### WHAT TO WORK ON:
1. From the writing post on point of view characters, return the passage that begins at "Different approaches also" and stops after "read the books.".
2. Resume the writing post on how many point of view characters to use, continuing after its last sentence.

### TEXT SECTION:

Last week, I wrote the first installment in this series of Writing Tips posts on point of view and voice. As I indicated in that post, writers trying to determine how to approach point of view for their particular projects face a number of choices, among them how many point of view characters to use, which characters are best suited to being POV characters, and whether to write in first and third person.
Today I continue our discussion by focusing on the questions of how many characters to use as POV narrators and which characters to choose for the role. Let’s take those two issues in order. And let me reiterate here that while we’ll be talking in part about using many different POV characters remember that you should only shift narrators with a new chapter or new section of a chapter. You do NOT want to jump around from character to character within a scene. The term for that is head-hopping, and it is not a good practice, particularly in today’s market.
Theoretically at least, there is no limit to how many point of view characters you can use. Writing as David B. Coe in my Winds of the Forelands series, I wound up using more than a dozen different POV characters. Winds of the Forelands was a sprawling, complex series that totaled five books and over 900,000 words. I needed all those perspective characters in order to tie together the various strands of my plot. Thieftaker and its sequels has but one point of view character, Ethan Kaille. In this case, each book stands alone, each storyline is fairly lean, and my subplots all revolve around Ethan’s life. Using additional point of view characters would merely confuse matters. I have another book (not yet published) that has two point of view characters, and the narrative bounces back and forth between the two. Their relationship defines the story and telling the story through the eyes of only one of them would have given that relationship short shrift. In short, there is no right way to do this, no correct number that you should shoot for.
So then how do you decide which approach is best for you? My advice would be to use the fewest number of point of view characters necessary to tell your story effectively. Yes, before I said that there is no limit to the number of POV characters you can use, and technically that’s true. But the more POV characters you have, the greater the danger of confusing your reader. I used a lot of POV characters in Winds of the Forelands — probably too many, thinking back on it — but I did so because I needed (almost) all of them to tell the story I was trying to tell.
Different approaches also have different advantages. Because Thieftaker is, in part, a mystery, I wanted my readers to experience the investigation as Ethan did, to feel that they were solving the mystery with him. Having just the one POV character served that aim quite nicely. The Winds of the Forelands books had lots of castle intrigue and military strategy — betrayals, feints within feints. By using many POV characters I could have my readers know more at any given moment than did any individual character. That way, readers could anticipate traps and gambits as they unfolded. They could see a character be duped; I like to imagine my readers trying to shout warnings to favorite characters as they read the books.

### RECORDS:
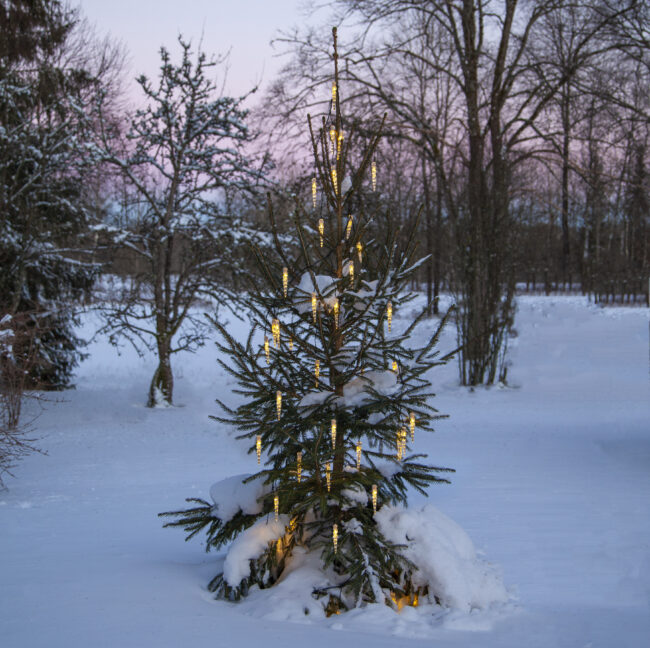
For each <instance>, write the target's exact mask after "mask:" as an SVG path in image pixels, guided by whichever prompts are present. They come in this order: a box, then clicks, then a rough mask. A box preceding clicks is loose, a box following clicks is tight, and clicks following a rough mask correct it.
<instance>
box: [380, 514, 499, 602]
mask: <svg viewBox="0 0 650 648" xmlns="http://www.w3.org/2000/svg"><path fill="white" fill-rule="evenodd" d="M375 519H376V520H377V524H378V526H379V530H380V531H381V532H382V533H383V534H384V536H385V537H386V538H387V539H388V540H390V541H391V542H394V543H396V544H403V545H406V548H405V549H404V555H405V556H406V557H407V558H408V559H409V560H411V561H412V562H413V563H414V564H416V565H417V566H418V570H417V572H416V573H415V574H414V581H415V582H416V583H417V584H419V585H422V586H424V585H429V589H430V591H432V592H434V593H435V594H436V595H437V597H438V599H439V600H440V602H441V603H442V605H443V606H444V607H447V608H452V609H454V610H459V611H462V612H467V613H469V612H471V611H472V610H475V609H479V610H486V609H488V608H489V607H491V606H492V605H494V604H499V603H506V602H507V601H508V600H509V598H510V596H509V594H508V592H507V591H506V588H505V587H504V585H503V582H502V580H501V576H500V574H499V572H498V570H497V569H496V568H495V567H494V566H493V565H490V564H489V563H487V562H485V561H484V560H481V559H480V558H479V557H478V556H477V555H476V550H475V549H474V545H473V544H472V541H471V540H470V538H469V536H468V535H467V533H465V531H464V530H463V529H462V528H461V527H460V526H458V524H456V522H454V521H453V520H452V519H450V518H448V517H447V516H446V515H445V514H444V513H441V512H440V511H439V510H438V509H437V508H435V507H434V506H431V505H430V504H428V505H426V506H423V507H422V508H419V509H403V508H400V507H393V506H383V507H382V508H381V509H380V510H379V511H377V513H376V515H375Z"/></svg>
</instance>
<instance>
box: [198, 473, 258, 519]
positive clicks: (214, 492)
mask: <svg viewBox="0 0 650 648" xmlns="http://www.w3.org/2000/svg"><path fill="white" fill-rule="evenodd" d="M248 477H250V474H248V473H244V474H243V475H233V476H232V477H227V478H226V479H222V480H220V481H218V482H216V483H215V484H212V486H211V487H210V497H211V498H212V501H213V502H214V509H215V515H217V516H218V517H219V518H221V520H223V521H224V522H226V521H228V520H230V519H232V518H233V517H234V516H235V515H236V514H237V513H238V512H239V511H241V512H242V513H246V514H247V515H255V514H257V513H260V512H261V510H262V503H261V501H260V498H261V497H263V496H264V495H265V494H266V493H267V492H268V491H269V489H268V486H266V485H265V484H264V481H263V480H262V479H254V480H252V481H250V482H247V483H244V480H245V479H247V478H248Z"/></svg>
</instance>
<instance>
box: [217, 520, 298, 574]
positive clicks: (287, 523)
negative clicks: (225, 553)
mask: <svg viewBox="0 0 650 648" xmlns="http://www.w3.org/2000/svg"><path fill="white" fill-rule="evenodd" d="M288 524H289V516H288V515H278V519H277V522H276V520H275V518H273V517H272V516H265V517H263V518H260V519H259V520H257V521H256V522H255V524H253V525H252V526H250V527H249V528H248V529H246V530H245V531H242V532H241V533H240V534H239V535H238V536H237V537H236V538H235V539H234V540H233V541H232V543H231V545H230V547H229V548H228V553H227V555H226V559H225V560H224V562H223V577H224V579H225V581H226V582H227V583H229V584H230V585H232V586H233V587H234V586H237V585H239V583H241V581H242V579H244V578H247V577H248V576H250V573H251V566H250V561H251V560H254V559H255V558H259V557H260V556H261V555H262V554H263V553H264V551H265V550H266V548H267V547H268V546H269V542H273V541H275V540H277V539H278V538H280V537H282V536H283V535H284V533H285V531H284V527H285V526H287V525H288Z"/></svg>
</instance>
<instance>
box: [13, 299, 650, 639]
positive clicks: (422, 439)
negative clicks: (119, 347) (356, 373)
mask: <svg viewBox="0 0 650 648" xmlns="http://www.w3.org/2000/svg"><path fill="white" fill-rule="evenodd" d="M399 315H402V316H404V315H405V314H404V313H401V314H399ZM401 323H402V324H404V323H405V320H402V322H401ZM399 324H400V322H399V320H397V321H396V325H398V326H399ZM95 325H96V321H94V319H93V316H90V315H89V316H88V317H87V318H86V326H85V329H84V330H83V331H82V334H84V333H85V334H87V335H90V333H91V332H92V330H93V327H94V326H95ZM232 327H233V330H236V329H237V328H240V329H242V332H243V326H242V325H241V324H239V323H238V322H236V321H233V324H232ZM517 329H518V331H519V336H518V337H517V338H516V339H515V340H513V341H512V343H511V359H512V362H513V366H512V368H511V370H510V373H509V381H510V386H509V387H508V388H503V389H500V388H496V387H495V388H492V389H489V390H486V389H479V390H476V391H474V392H470V391H469V390H467V389H461V388H459V387H458V386H457V382H456V367H455V365H450V366H448V367H445V368H443V369H440V370H438V371H437V372H436V373H435V374H433V375H432V376H431V377H432V380H433V383H434V387H435V390H436V392H437V394H438V396H437V398H436V399H435V405H436V406H437V407H438V408H439V409H440V410H441V411H443V412H445V413H447V414H449V415H450V418H449V419H448V420H445V421H441V422H440V423H439V425H438V426H437V433H436V434H435V435H428V436H427V437H425V435H423V434H421V435H419V436H418V437H417V438H416V442H417V447H418V449H419V448H422V449H423V450H424V451H426V452H428V453H429V455H430V457H431V458H432V460H433V463H436V464H438V465H445V466H453V467H455V468H456V469H457V473H456V474H455V475H453V477H452V480H453V483H452V485H450V486H444V485H441V486H439V487H436V488H434V489H432V491H431V496H430V498H429V501H430V502H431V503H432V504H434V505H435V507H436V508H438V509H439V510H441V511H442V512H444V513H445V514H447V515H448V516H450V517H451V518H453V519H454V520H455V521H456V522H457V523H458V524H460V525H461V526H462V527H463V528H464V529H465V530H466V531H467V533H468V534H469V536H470V538H471V539H472V541H473V542H474V544H475V545H476V546H477V547H478V548H480V549H482V550H483V552H484V555H485V558H486V560H488V561H489V562H492V563H495V564H496V565H498V566H500V568H501V570H502V574H503V580H504V583H505V584H506V586H507V587H509V588H511V591H512V592H513V594H514V595H515V596H516V602H515V603H511V604H509V605H507V606H505V607H504V608H502V609H499V610H498V611H491V612H484V611H483V612H473V613H469V614H468V613H466V612H460V611H459V612H457V613H453V614H444V615H438V616H439V618H437V617H436V618H434V613H433V611H432V610H431V609H428V610H425V608H418V609H417V610H414V609H413V608H408V609H406V608H405V609H404V611H403V612H402V613H401V614H400V615H397V614H395V613H394V612H392V611H391V610H390V609H389V608H383V606H374V607H375V608H376V609H373V610H368V611H365V612H364V611H361V612H358V611H354V612H351V613H348V614H344V615H341V616H338V617H332V618H330V619H324V620H315V619H314V618H313V617H312V616H308V617H305V618H304V619H301V623H296V622H295V619H294V620H292V621H286V620H284V616H283V615H284V613H283V609H282V601H281V600H279V599H278V600H275V601H273V600H271V599H267V603H269V601H270V603H269V609H268V610H265V609H264V608H263V607H262V606H260V605H257V606H256V607H254V614H253V616H251V613H250V612H251V605H248V606H246V605H238V604H230V603H224V602H221V601H213V600H212V597H211V595H210V594H209V593H208V592H207V591H206V590H205V585H206V584H207V582H208V581H209V580H210V578H212V577H213V576H214V575H215V573H216V572H217V571H219V568H220V565H221V563H222V560H223V557H222V556H218V555H214V554H206V553H205V552H204V551H203V546H202V544H201V542H200V541H199V540H194V541H191V542H190V543H187V544H186V543H184V542H183V534H182V533H181V532H180V531H176V530H163V529H162V528H161V521H160V520H159V519H158V518H157V517H156V514H157V513H158V512H159V511H165V510H170V509H174V508H181V507H182V506H183V505H184V498H185V497H189V496H199V497H203V498H207V497H208V496H209V488H210V485H211V484H212V483H213V482H215V481H217V480H218V479H221V478H223V477H226V476H229V475H233V474H236V473H244V472H250V471H251V470H254V469H255V465H254V464H255V458H254V455H246V453H245V451H244V448H243V447H242V446H241V444H240V443H239V442H237V441H235V440H234V439H233V438H231V436H229V435H228V434H227V433H225V432H224V431H223V430H220V429H219V426H218V425H217V424H216V423H214V422H213V421H211V420H209V419H208V415H209V414H211V413H216V412H217V409H216V405H215V404H214V398H215V397H219V398H221V399H223V400H226V401H229V402H234V401H233V396H232V395H231V394H230V390H231V387H232V383H231V379H230V378H228V377H226V376H225V374H224V372H223V371H222V370H221V369H220V368H219V367H218V366H217V364H216V362H215V356H216V351H215V349H214V347H213V345H211V344H209V345H207V346H206V347H205V348H204V349H202V350H201V351H200V352H199V353H197V354H196V355H193V356H189V355H186V356H182V357H179V358H178V359H177V361H176V364H175V372H176V377H177V382H176V393H175V400H176V402H177V403H178V406H177V407H174V408H171V409H159V410H149V409H147V408H145V407H144V402H145V399H146V394H147V387H148V382H149V379H150V376H151V373H152V371H153V369H154V363H153V360H152V359H151V358H150V357H149V358H145V359H140V358H138V357H137V356H135V354H133V353H132V352H131V351H129V350H125V351H124V353H123V355H122V356H121V357H118V356H117V355H116V353H115V351H114V350H113V349H112V348H111V347H110V346H108V344H107V343H106V342H105V341H104V340H99V341H97V342H95V343H93V344H92V345H91V347H90V349H89V350H90V353H91V357H90V358H89V359H88V360H87V361H86V362H85V363H84V364H83V365H82V366H81V367H80V369H79V372H78V377H77V381H76V382H77V389H76V390H75V391H70V392H66V393H64V394H62V395H61V396H62V398H63V399H64V402H61V403H57V404H51V405H48V406H47V409H46V411H45V412H44V413H43V415H42V416H41V418H40V419H39V420H38V421H37V425H38V432H39V434H40V436H41V437H42V440H41V443H40V445H41V447H43V448H44V449H45V450H47V452H48V455H47V456H42V455H32V456H30V457H28V458H27V459H26V460H25V461H23V462H22V464H20V465H19V467H18V468H17V470H16V475H17V479H15V480H13V479H10V478H8V480H7V481H8V486H9V489H10V490H9V491H7V492H0V557H1V558H0V577H1V578H0V645H1V646H2V647H3V648H5V647H6V648H36V647H41V646H42V647H43V648H45V647H47V648H59V647H61V648H64V647H65V648H77V647H79V648H102V647H106V648H131V647H133V648H136V647H137V648H148V647H154V646H155V647H156V648H166V647H169V648H171V647H174V648H176V647H178V646H190V647H195V646H196V647H202V646H233V645H238V646H263V645H264V646H287V645H296V646H298V645H308V646H310V648H320V647H323V648H325V647H326V646H327V647H328V648H330V647H331V646H332V644H333V642H337V643H338V644H340V645H343V646H348V645H356V646H358V648H364V647H366V646H368V647H370V646H372V647H373V648H380V647H382V646H400V647H401V646H405V645H408V646H414V647H416V646H425V645H427V646H429V645H433V644H435V645H436V646H438V647H447V646H454V647H460V648H465V647H470V646H471V647H474V646H481V648H488V647H490V646H512V647H513V648H514V647H516V648H524V647H525V648H528V647H531V648H532V647H536V646H540V647H542V646H543V647H544V648H549V647H555V646H558V647H560V646H567V647H574V646H575V647H581V648H582V647H587V646H589V647H590V648H596V647H599V646H602V647H603V648H609V647H616V648H618V647H625V646H630V647H637V646H638V647H643V646H647V645H648V643H649V641H650V639H649V637H650V389H649V387H650V380H649V369H650V367H649V360H650V357H649V337H648V336H649V319H648V309H642V308H612V309H599V308H595V307H593V306H591V305H589V304H588V303H587V302H586V300H585V299H583V298H580V297H521V298H519V312H518V315H517ZM421 333H424V331H422V332H421ZM453 344H454V332H453V330H451V329H449V330H448V331H447V333H446V335H445V337H444V340H443V348H450V347H451V346H452V345H453ZM425 501H426V500H425V498H423V497H421V496H418V495H414V496H413V498H412V506H413V507H416V506H420V505H422V504H424V503H425ZM423 615H426V617H427V618H423ZM285 616H290V615H285Z"/></svg>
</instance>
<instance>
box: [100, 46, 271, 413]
mask: <svg viewBox="0 0 650 648" xmlns="http://www.w3.org/2000/svg"><path fill="white" fill-rule="evenodd" d="M178 41H179V45H180V48H181V57H180V61H179V62H178V63H174V62H173V61H172V58H171V55H170V53H169V52H168V51H167V50H166V49H165V48H164V47H163V48H161V50H160V56H161V67H160V76H159V79H158V81H157V83H153V82H151V81H150V80H149V79H147V78H146V77H145V76H141V77H139V78H138V83H139V85H140V87H141V89H142V91H143V93H144V95H145V98H146V106H145V107H144V108H142V109H139V110H138V111H137V112H136V113H135V115H134V116H133V118H132V119H131V123H130V125H129V130H128V133H127V142H126V144H125V146H124V149H123V150H117V149H118V147H117V146H116V145H115V141H114V140H112V139H110V138H109V137H107V136H106V134H105V136H104V139H103V140H102V141H101V142H99V143H98V146H99V148H100V149H101V151H102V156H103V158H104V160H105V161H106V162H108V163H109V164H110V165H112V166H113V168H115V169H117V171H118V173H119V175H120V177H121V178H122V180H123V183H124V196H125V198H124V200H123V201H122V202H123V205H122V213H121V214H119V216H118V217H116V218H115V220H114V221H113V222H112V223H109V224H107V227H106V229H107V230H108V231H109V232H110V233H111V234H112V235H113V237H114V238H115V240H116V242H117V243H118V244H119V245H121V246H123V247H124V248H126V249H127V250H128V251H129V252H130V253H131V254H132V255H133V256H134V258H135V259H136V264H137V266H136V267H137V268H139V269H137V270H136V272H135V273H134V274H133V275H132V276H131V277H130V279H129V281H128V282H127V283H126V284H125V288H124V290H123V292H122V294H121V295H120V296H119V299H118V300H117V301H116V303H113V304H109V305H107V306H106V308H105V309H104V314H105V317H106V322H107V323H106V326H105V328H104V330H105V331H106V332H108V333H109V334H110V339H111V341H112V342H114V343H117V341H118V339H119V338H126V339H127V340H128V341H129V342H131V343H132V344H133V345H134V347H135V348H136V349H138V350H141V348H142V347H143V346H144V347H146V348H148V349H150V350H152V351H154V352H155V353H156V355H157V360H158V366H157V368H156V370H155V372H154V375H153V377H152V380H151V384H150V387H149V396H148V401H147V404H148V406H149V407H153V406H156V405H159V404H161V405H162V404H167V405H171V404H172V399H173V390H174V377H173V373H172V364H171V360H172V356H173V355H174V354H175V353H178V352H180V351H184V350H190V351H191V350H194V349H196V348H197V347H198V346H200V345H201V344H202V343H203V341H204V338H205V334H206V322H205V321H204V318H203V316H202V314H201V315H200V316H197V315H196V314H195V312H194V311H193V310H192V307H193V306H194V305H195V304H196V302H197V300H198V299H200V298H205V299H210V300H213V301H219V300H220V299H222V298H223V293H222V292H221V288H222V287H223V285H224V284H226V285H227V284H228V280H229V279H230V280H231V279H232V278H233V277H236V276H238V275H239V274H241V273H242V272H244V271H245V270H244V269H243V268H242V263H241V255H240V257H239V258H238V257H237V256H236V255H235V254H234V253H235V252H237V251H239V250H240V249H241V248H240V245H241V243H242V241H248V240H250V239H252V238H254V237H255V236H256V233H255V231H254V229H252V228H251V227H249V225H248V224H247V223H246V222H244V220H243V219H242V218H238V217H237V216H236V215H233V213H232V210H231V209H230V208H229V206H230V200H231V199H232V194H234V193H235V192H240V193H241V192H249V193H250V192H252V190H253V188H254V186H255V185H256V184H257V183H259V182H260V181H261V180H262V178H263V174H262V173H261V171H260V169H259V168H256V167H255V164H254V161H253V159H252V158H251V157H250V156H247V155H246V154H245V153H244V151H243V150H242V144H243V143H244V142H246V141H249V140H250V138H251V136H250V133H249V130H248V128H247V126H246V124H245V120H246V115H247V111H246V110H244V109H243V108H242V106H241V104H242V102H243V101H244V98H245V97H240V98H233V97H227V96H221V95H220V94H219V90H218V87H217V82H216V81H215V80H213V79H212V78H211V76H212V73H213V70H214V68H215V67H216V66H218V65H220V64H221V63H223V62H224V61H225V58H224V57H220V58H214V59H211V58H209V57H208V56H207V55H206V54H205V53H204V52H202V51H198V52H197V53H196V54H194V53H193V52H192V48H191V44H190V43H189V42H186V41H185V40H183V38H182V37H179V39H178ZM99 113H100V121H104V118H103V115H102V107H101V106H99Z"/></svg>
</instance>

### EXERCISE ANSWERS:
1.
Different approaches also have different advantages. Because Thieftaker is, in part, a mystery, I wanted my readers to experience the investigation as Ethan did, to feel that they were solving the mystery with him. Having just the one POV character served that aim quite nicely. The Winds of the Forelands books had lots of castle intrigue and military strategy — betrayals, feints within feints. By using many POV characters I could have my readers know more at any given moment than did any individual character. That way, readers could anticipate traps and gambits as they unfolded. They could see a character be duped; I like to imagine my readers trying to shout warnings to favorite characters as they read the books.

2.
If your story is complex, if it takes place in several different settings, if there are lots of different subplots, you’re probably going to need lots of POV characters. If your story is more limited — an urban fantasy, say, with one lead character investigating a murder or hunting down demons, you might be better off with just a single narrator or maybe two (the hero and the villain, for instance).
There are variations on this approach, as you would expect. Nicola Griffith’s marvelous, award-winning novel, Slow River, uses three POV characters, or rather, one point of view character at three different times in her life. To differentiate these three voices (and I’ll discuss this more in future posts) Griffith uses first person past tense for one, third person past tense for another, and third person present tense for the third. It sounds confusing; it’s not. It’s brilliant. The thing to remember is that in telling your story you want to make the narrative as accessible to your readers as possible. Too many POV characters can create confusion. Then again, so can too few. Each story has different needs.
Okay, so maybe now you have a general idea of how many POV characters you need. Which ones should you choose? Well, again, this is up to you. Sometimes it’s pretty clear. It comes as no surprise that the main POV character in the Harry Potter books is Harry himself. On the other hand, a book like Jack Kerouac’s On the Road is a bit odd in that the main character, Dean Moriarty, is NOT the POV character. Rather, Kerouac uses his POV character, Sal Paradise, to describe Dean, so that we can experience him as Sal does. Your POV characters can be the main protagonists of your story (this is certainly the most common approach) or they can be observers who take in the crucial action first hand by watching the protagonists (and antagonists) do their thing.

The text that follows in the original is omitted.